# [Passage fourni]
>>>

En même temps, bien sûr, nous avons organisé des réunions dans tout le pays avec les personnes qui effectuent le travail technique sur les choix à faire pour éliminer les émissions de carbone.
Relations avec le Parti communiste portugais (PCP)
Dans son interview au Diario de Noticias, Louçã a déclaré que « la relation entre le PCP et le Bloc de gauche converge beaucoup en ce qui concerne les politiques et les mesures nationales concrètes. Elle diverge beaucoup, et de plus en plus, en ce qui concerne l’invasion de l’Ukraine par la Russie ». Pour sa part, la récente résolution du congrès du PCP a manifesté son mépris à l’encontre du Bloc de gauche pour « sa soumission à l’environnement idéologique dominant [et] son alignement sur les objectifs de l’impérialisme".
Comment la perspective du Bloc de Gauche d’une « convergence de tous les secteurs politiques de gauche qui expriment leur rejet des politiques d’inégalité du gouvernement » et d’un « large camp populaire de gauche qui change le rapport de force en faveur de ceux qui travaillent » est-elle possible sans une solution à la rivalité Bloc de Gauche-PCP – soit par un accord stratégique (actuellement inimaginable), soit par la marginalisation du PCP (non envisageable, au moins à court terme) ?

<<<

# [Lignes de données]
>>>

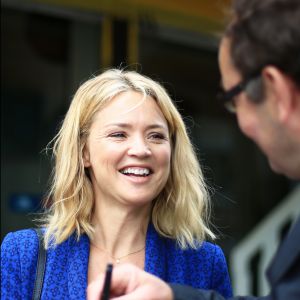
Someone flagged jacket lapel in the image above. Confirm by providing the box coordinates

<<<

# [Liste des tâches]
1. D'après le passage fourni, sur quel sujet le PCP et le Bloc de gauche divergent-ils de plus en plus selon Louçã ?
2. Reproduisez le passage fourni de « En même temps, bien » jusqu'à « communiste portugais (PCP) », ces deux bornes comprises.

# [Réponses par tâche]
1. Sur l'invasion de l'Ukraine par la Russie.

2.
En même temps, bien sûr, nous avons organisé des réunions dans tout le pays avec les personnes qui effectuent le travail technique sur les choix à faire pour éliminer les émissions de carbone.
Relations avec le Parti communiste portugais (PCP)